··· DATA LISTING

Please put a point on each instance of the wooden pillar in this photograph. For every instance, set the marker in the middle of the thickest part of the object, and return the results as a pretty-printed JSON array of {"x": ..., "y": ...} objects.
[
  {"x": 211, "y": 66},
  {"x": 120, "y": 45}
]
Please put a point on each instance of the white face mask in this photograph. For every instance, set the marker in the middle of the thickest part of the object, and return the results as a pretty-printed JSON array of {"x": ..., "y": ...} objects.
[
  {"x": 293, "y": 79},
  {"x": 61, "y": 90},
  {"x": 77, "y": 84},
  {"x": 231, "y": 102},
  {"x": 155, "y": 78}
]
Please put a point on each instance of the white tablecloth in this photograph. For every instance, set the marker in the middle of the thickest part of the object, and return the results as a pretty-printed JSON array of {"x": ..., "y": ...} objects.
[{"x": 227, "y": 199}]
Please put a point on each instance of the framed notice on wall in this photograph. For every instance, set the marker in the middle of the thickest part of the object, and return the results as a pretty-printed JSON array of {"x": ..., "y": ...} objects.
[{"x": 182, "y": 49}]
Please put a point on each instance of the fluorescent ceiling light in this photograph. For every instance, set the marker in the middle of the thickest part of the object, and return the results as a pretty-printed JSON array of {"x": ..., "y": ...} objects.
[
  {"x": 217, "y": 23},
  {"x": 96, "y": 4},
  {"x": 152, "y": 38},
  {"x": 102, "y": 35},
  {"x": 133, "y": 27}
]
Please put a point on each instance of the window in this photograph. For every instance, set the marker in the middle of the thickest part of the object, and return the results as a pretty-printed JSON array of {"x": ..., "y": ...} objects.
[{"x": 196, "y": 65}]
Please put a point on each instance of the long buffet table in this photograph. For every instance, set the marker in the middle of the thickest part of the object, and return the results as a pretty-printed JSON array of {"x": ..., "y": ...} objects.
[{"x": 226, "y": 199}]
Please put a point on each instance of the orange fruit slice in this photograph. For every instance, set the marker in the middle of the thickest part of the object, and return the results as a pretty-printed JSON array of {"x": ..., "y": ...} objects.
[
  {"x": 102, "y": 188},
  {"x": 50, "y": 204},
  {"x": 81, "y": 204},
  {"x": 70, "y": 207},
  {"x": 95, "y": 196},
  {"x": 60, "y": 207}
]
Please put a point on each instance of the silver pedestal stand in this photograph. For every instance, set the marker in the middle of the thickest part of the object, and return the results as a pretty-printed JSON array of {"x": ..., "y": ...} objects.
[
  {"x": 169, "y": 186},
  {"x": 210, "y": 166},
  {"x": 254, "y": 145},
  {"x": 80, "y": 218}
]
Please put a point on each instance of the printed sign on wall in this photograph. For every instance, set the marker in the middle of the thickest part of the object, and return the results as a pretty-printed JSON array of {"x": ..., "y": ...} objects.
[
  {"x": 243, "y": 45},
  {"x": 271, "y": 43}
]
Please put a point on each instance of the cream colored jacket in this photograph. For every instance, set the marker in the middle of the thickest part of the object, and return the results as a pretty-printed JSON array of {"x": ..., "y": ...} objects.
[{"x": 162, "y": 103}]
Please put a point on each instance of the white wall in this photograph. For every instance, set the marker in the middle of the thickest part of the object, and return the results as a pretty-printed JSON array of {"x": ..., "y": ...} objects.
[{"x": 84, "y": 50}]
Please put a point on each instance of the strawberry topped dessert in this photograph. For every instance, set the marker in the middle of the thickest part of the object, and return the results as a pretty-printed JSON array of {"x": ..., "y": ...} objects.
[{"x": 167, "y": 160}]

······

▸ TASK ITEM: Every record must be transcribed exactly, with no line skipped.

▸ OUTPUT:
Please put a point on each instance of the wooden pillar in this photograph. For every instance, set the marker in the middle of the thickest part of the object, and return the results as a pretty-printed JSON array of {"x": ..., "y": ...} objects.
[
  {"x": 211, "y": 66},
  {"x": 120, "y": 45}
]
Please put a point on each instance of the white face mask in this photograph. For every instance, set the marker in the middle of the thickest part of the object, and return the results as a pretty-printed JSON array of {"x": ..., "y": ...} objects.
[
  {"x": 293, "y": 79},
  {"x": 61, "y": 90},
  {"x": 77, "y": 84},
  {"x": 231, "y": 102},
  {"x": 155, "y": 78}
]
Please put a point on each instance of the white tablecloth in this photograph. For every instance, set the marker in the middle of the thickest part of the object, and return the results as a pretty-printed JSON array of {"x": ..., "y": ...} objects.
[{"x": 227, "y": 199}]
Please put a point on each instance of the framed notice on wall in this photograph. For every instance, set the marker in the middle of the thickest part of the object, and return the results as a pretty-printed JSON array of {"x": ..., "y": ...} objects.
[{"x": 182, "y": 49}]
Please put a point on each instance of the fluorescent ceiling light in this photograph. For every instance, set the marker in the middle of the thickest part of the object, and return the results as a pretty-printed JSON array of {"x": ..., "y": ...} objects.
[
  {"x": 217, "y": 23},
  {"x": 96, "y": 4},
  {"x": 152, "y": 38},
  {"x": 102, "y": 35},
  {"x": 133, "y": 27}
]
Please put a point on each instance of the window in this photograph. For every instance, set the marker in the middle of the thickest part of the object, and return the results as a pretty-printed JSON array of {"x": ..., "y": ...} objects.
[{"x": 196, "y": 65}]
Please put a point on each instance of the long buffet table in this photograph. For every instance, set the marker in the middle of the thickest part of the object, and return the results as a pretty-printed JSON array of {"x": ..., "y": ...} objects.
[{"x": 226, "y": 199}]
Please put a point on each instance of the orange fruit slice in this photograph. For every instance, set the marker in the middle of the thickest part of the object, and return the results as a pretty-printed JSON array of {"x": ..., "y": ...} objects.
[
  {"x": 102, "y": 188},
  {"x": 50, "y": 204},
  {"x": 81, "y": 204},
  {"x": 70, "y": 207},
  {"x": 95, "y": 196},
  {"x": 60, "y": 207}
]
Please put a point on each instance of the silver pedestal stand in this photograph. For every instance, set the marker in the middle of the thickest part of the object, and return the results as a pretty-printed JSON array of {"x": ..., "y": ...} objects.
[
  {"x": 169, "y": 186},
  {"x": 210, "y": 166},
  {"x": 254, "y": 145},
  {"x": 80, "y": 218}
]
Please put a point on each instance of the printed sign on wall in this photograph. For every instance, set the marker in the middle of the thickest part of the object, and return the results as a pretty-printed JSON array of {"x": ..., "y": ...} objects.
[
  {"x": 243, "y": 45},
  {"x": 271, "y": 43}
]
Please put a point on each instance of the cream colored jacket in this photograph. For every instance, set the marker in the middle of the thickest part of the object, and return the results as a pretty-printed JSON array of {"x": ..., "y": ...} objects.
[{"x": 162, "y": 103}]
Please put a point on each instance of the white wall in this photograph. For every instance, set the marker in the middle of the thickest part of the object, and return the results as a pretty-printed JSON array of {"x": ..., "y": ...} objects.
[{"x": 84, "y": 50}]
Please put a point on each instance of the strawberry topped dessert in this photograph. For every instance, set the marker in the middle of the thickest part of the object, and return the results as a pretty-printed JSON array of {"x": ..., "y": ...} objects.
[{"x": 167, "y": 160}]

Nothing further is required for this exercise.